### Document segment
──────
My dogs probably only get bathed a few times a year, except my show puppy. I try to do her two to three times a month. When my dogs were young puppies, there were weeks when they got bathed multiple times in the week, depending on what they got into. Bathing too much will not hurt your puppy, as long as you are not using strong products.


----------



## Lilliam

Max gets bathed every month except the dead of winter. His last bath was in December right the weekend before Christmas. His next one will be March. 

My border collie's first bath EVER was a couple of years ago. Before that he just jumped in a tub of water after herding and just air dried. But that time we'd gone to the beach and he'd found horseshoe crab shells with Max and he'd rolled on them. First time Billy ever smelled. So when I had Max groomed the next day I had Billy bathed and his nails and ear fluff done for the very first time EVER. He thought he was HOT STUFF. So now he gets baths and light grooming every change in season. I make an appointment for him too. That's all he needs. 

A lot depends on what they get into, the food they get, and what you do with them. Billy has never been one to get on the bed with me where MaxyMax always sleeps with me. If Billy had been the bed sharing type he would have been bathed regularly.


----------



## syonker

Murphy gets a bath once a month with an oatmeal shampoo, but fresh water rinsed after every swimming/retrieving session in our backyard creek.

She is a garage/outside kenneled golden & I put cedar shavings in the inside area of her kennel changing the shavings every week. The cedar does a great job of eliminating dog oder.


----------



## Cpc1972

Chloe has had four baths since we brought her home. So about once a month.


----------



## Daisy123

About once a month unless she goes swimming or rolls in something stinky. I use Earth bath Oatmeal and Aloe shampoo.
──────
### Required actions
1/ List the names of the dogs mentioned in the dog-bathing thread.
2/ Pick up the dog-bathing thread after its last post and continue it.

### Data extract
──────
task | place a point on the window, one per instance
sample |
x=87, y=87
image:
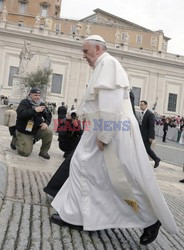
──────
### Exercise answers
1/ Max, Billy, Murphy, Chloe

2/
----------



## bixx

the longest without a bath is 2 weeks. I love Amber's stinky dog smell...but eventually it just gets too much.


----------



## Golden Pond

A healthy dog is a clean dog! When I send puppies to their new homes I ask the owners to bathe the pup weekly with baby shampoo...tearless...and use a hair dryer to dry. Puppy learns a bath is routine and hair dryers are not scary. When they leave at eight weeks they have had many baths and are getting used to grooming. If you pup smells give him a bath! Thorough rinsing and good quality gentle shampoo are all important. Teach him to love his grooming session...nails, ears and trimming are all part of the experience. Any part of his body is yours to brush!
Good diet and the oils you give him will produce a glowing coat...in between a diluted spritz of a leave in conditioner spray will freshen him up! Don't worry about giving him a good cleaning often!


----------



## Allie

Bailey absolutely loves her bath! She will step into the shower when she thinks she is "stinky" - plus she sleeps in our king size bed.. I know I know she is the princess of the household and of course we put a blanket on the bed for her to sleep on.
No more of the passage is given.